TASK INSTRUCTIONS
Nothing but the data below, returned exactly, should appear in the answer.
====== STUDY MATERIAL
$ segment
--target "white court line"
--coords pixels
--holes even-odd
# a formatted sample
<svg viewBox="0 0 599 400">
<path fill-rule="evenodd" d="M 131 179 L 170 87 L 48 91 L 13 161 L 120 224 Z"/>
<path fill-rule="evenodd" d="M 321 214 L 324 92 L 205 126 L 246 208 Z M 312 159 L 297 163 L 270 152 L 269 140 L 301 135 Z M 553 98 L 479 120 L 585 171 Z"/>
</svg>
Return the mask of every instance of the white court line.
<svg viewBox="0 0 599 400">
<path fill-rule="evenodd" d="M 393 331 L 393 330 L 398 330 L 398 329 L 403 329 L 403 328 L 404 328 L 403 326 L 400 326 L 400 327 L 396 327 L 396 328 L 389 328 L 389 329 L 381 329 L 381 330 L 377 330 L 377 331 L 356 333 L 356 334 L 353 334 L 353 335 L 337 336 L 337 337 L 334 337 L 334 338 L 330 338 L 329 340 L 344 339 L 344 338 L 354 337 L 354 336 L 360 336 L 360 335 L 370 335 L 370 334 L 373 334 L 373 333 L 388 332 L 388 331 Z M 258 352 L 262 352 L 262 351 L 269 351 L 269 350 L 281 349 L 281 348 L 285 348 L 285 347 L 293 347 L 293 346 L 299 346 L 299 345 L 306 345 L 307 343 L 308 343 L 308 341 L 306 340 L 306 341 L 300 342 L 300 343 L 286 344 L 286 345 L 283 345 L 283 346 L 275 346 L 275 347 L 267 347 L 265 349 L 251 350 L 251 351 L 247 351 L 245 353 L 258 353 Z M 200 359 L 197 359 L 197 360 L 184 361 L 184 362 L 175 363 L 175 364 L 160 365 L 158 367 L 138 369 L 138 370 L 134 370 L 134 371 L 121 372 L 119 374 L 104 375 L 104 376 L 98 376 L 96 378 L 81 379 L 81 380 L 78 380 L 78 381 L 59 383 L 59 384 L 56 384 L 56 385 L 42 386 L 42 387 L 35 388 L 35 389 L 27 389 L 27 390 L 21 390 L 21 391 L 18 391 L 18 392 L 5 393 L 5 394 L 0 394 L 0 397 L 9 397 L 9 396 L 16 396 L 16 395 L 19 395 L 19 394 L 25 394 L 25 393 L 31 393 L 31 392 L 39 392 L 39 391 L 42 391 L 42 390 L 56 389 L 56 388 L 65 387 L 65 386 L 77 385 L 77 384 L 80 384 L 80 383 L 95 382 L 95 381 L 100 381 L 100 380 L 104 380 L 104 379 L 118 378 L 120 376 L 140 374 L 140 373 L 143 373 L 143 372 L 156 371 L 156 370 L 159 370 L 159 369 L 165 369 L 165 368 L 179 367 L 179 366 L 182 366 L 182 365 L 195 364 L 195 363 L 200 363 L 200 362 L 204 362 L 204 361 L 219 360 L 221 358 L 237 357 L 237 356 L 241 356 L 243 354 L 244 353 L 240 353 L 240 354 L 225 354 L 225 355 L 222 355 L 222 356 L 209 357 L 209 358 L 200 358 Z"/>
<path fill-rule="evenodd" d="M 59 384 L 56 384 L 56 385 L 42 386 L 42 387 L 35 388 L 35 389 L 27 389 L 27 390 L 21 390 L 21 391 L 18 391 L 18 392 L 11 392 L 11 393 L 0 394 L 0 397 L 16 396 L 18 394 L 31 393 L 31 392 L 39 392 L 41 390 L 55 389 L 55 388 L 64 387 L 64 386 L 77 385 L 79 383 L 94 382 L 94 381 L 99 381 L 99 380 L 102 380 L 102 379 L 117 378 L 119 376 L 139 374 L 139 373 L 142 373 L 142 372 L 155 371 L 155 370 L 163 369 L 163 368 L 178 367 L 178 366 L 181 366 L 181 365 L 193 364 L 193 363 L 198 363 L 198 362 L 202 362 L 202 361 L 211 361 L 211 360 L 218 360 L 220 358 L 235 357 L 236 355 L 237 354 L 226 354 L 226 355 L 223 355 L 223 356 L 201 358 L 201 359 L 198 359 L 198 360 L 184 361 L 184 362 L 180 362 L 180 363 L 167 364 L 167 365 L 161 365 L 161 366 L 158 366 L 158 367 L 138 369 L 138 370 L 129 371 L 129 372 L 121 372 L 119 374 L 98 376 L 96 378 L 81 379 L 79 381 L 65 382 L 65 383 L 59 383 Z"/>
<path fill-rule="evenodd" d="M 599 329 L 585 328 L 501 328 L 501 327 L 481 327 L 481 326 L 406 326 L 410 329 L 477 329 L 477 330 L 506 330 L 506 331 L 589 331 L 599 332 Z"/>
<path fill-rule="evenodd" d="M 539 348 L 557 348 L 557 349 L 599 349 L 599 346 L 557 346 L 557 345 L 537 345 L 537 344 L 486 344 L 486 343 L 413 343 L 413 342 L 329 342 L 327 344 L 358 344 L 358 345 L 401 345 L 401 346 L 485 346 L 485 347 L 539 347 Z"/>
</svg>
============
SOLUTION TO THIS TASK
$ segment
--target "white court line"
--coords pixels
--holes even-odd
# a formatted sample
<svg viewBox="0 0 599 400">
<path fill-rule="evenodd" d="M 131 179 L 170 87 L 48 91 L 13 161 L 120 224 Z"/>
<path fill-rule="evenodd" d="M 321 214 L 324 92 L 205 126 L 246 208 Z M 312 159 L 297 163 L 270 152 L 269 140 L 301 135 Z M 553 98 L 479 120 L 585 171 Z"/>
</svg>
Return the mask of every instance of the white court line.
<svg viewBox="0 0 599 400">
<path fill-rule="evenodd" d="M 393 331 L 393 330 L 398 330 L 398 329 L 403 329 L 403 328 L 404 328 L 403 326 L 400 326 L 400 327 L 396 327 L 396 328 L 389 328 L 389 329 L 381 329 L 381 330 L 377 330 L 377 331 L 356 333 L 356 334 L 353 334 L 353 335 L 337 336 L 337 337 L 334 337 L 334 338 L 330 338 L 329 340 L 344 339 L 344 338 L 354 337 L 354 336 L 360 336 L 360 335 L 370 335 L 370 334 L 373 334 L 373 333 L 388 332 L 388 331 Z M 258 352 L 262 352 L 262 351 L 269 351 L 269 350 L 281 349 L 281 348 L 285 348 L 285 347 L 293 347 L 293 346 L 299 346 L 299 345 L 306 345 L 307 343 L 308 343 L 308 341 L 306 340 L 306 341 L 300 342 L 300 343 L 286 344 L 286 345 L 283 345 L 283 346 L 275 346 L 275 347 L 267 347 L 265 349 L 251 350 L 251 351 L 247 351 L 245 353 L 258 353 Z M 200 359 L 197 359 L 197 360 L 184 361 L 184 362 L 175 363 L 175 364 L 160 365 L 158 367 L 138 369 L 138 370 L 134 370 L 134 371 L 121 372 L 119 374 L 104 375 L 104 376 L 98 376 L 96 378 L 81 379 L 81 380 L 78 380 L 78 381 L 59 383 L 59 384 L 56 384 L 56 385 L 42 386 L 42 387 L 35 388 L 35 389 L 27 389 L 27 390 L 21 390 L 21 391 L 18 391 L 18 392 L 5 393 L 5 394 L 0 394 L 0 397 L 9 397 L 9 396 L 16 396 L 16 395 L 19 395 L 19 394 L 25 394 L 25 393 L 31 393 L 31 392 L 39 392 L 39 391 L 42 391 L 42 390 L 56 389 L 56 388 L 65 387 L 65 386 L 77 385 L 77 384 L 80 384 L 80 383 L 95 382 L 95 381 L 100 381 L 100 380 L 104 380 L 104 379 L 118 378 L 120 376 L 140 374 L 140 373 L 143 373 L 143 372 L 156 371 L 156 370 L 159 370 L 159 369 L 165 369 L 165 368 L 179 367 L 179 366 L 182 366 L 182 365 L 195 364 L 195 363 L 200 363 L 200 362 L 204 362 L 204 361 L 219 360 L 221 358 L 237 357 L 237 356 L 241 356 L 243 354 L 244 353 L 240 353 L 240 354 L 225 354 L 225 355 L 222 355 L 222 356 L 209 357 L 209 358 L 200 358 Z"/>
<path fill-rule="evenodd" d="M 59 384 L 56 384 L 56 385 L 42 386 L 42 387 L 35 388 L 35 389 L 27 389 L 27 390 L 21 390 L 21 391 L 18 391 L 18 392 L 11 392 L 11 393 L 0 394 L 0 397 L 16 396 L 18 394 L 31 393 L 31 392 L 39 392 L 41 390 L 55 389 L 55 388 L 64 387 L 64 386 L 77 385 L 79 383 L 94 382 L 94 381 L 99 381 L 99 380 L 102 380 L 102 379 L 117 378 L 119 376 L 139 374 L 139 373 L 142 373 L 142 372 L 155 371 L 155 370 L 163 369 L 163 368 L 178 367 L 178 366 L 181 366 L 181 365 L 193 364 L 193 363 L 198 363 L 198 362 L 202 362 L 202 361 L 211 361 L 211 360 L 218 360 L 220 358 L 235 357 L 236 355 L 237 354 L 226 354 L 226 355 L 223 355 L 223 356 L 201 358 L 201 359 L 198 359 L 198 360 L 184 361 L 184 362 L 180 362 L 180 363 L 167 364 L 167 365 L 161 365 L 161 366 L 158 366 L 158 367 L 138 369 L 138 370 L 129 371 L 129 372 L 121 372 L 119 374 L 98 376 L 96 378 L 81 379 L 79 381 L 65 382 L 65 383 L 59 383 Z"/>
<path fill-rule="evenodd" d="M 599 329 L 585 328 L 501 328 L 501 327 L 481 327 L 481 326 L 406 326 L 410 329 L 477 329 L 477 330 L 506 330 L 506 331 L 589 331 L 599 332 Z"/>
<path fill-rule="evenodd" d="M 539 348 L 557 348 L 557 349 L 599 349 L 599 346 L 557 346 L 557 345 L 537 345 L 537 344 L 486 344 L 486 343 L 413 343 L 413 342 L 329 342 L 327 344 L 358 344 L 358 345 L 401 345 L 401 346 L 485 346 L 485 347 L 539 347 Z"/>
</svg>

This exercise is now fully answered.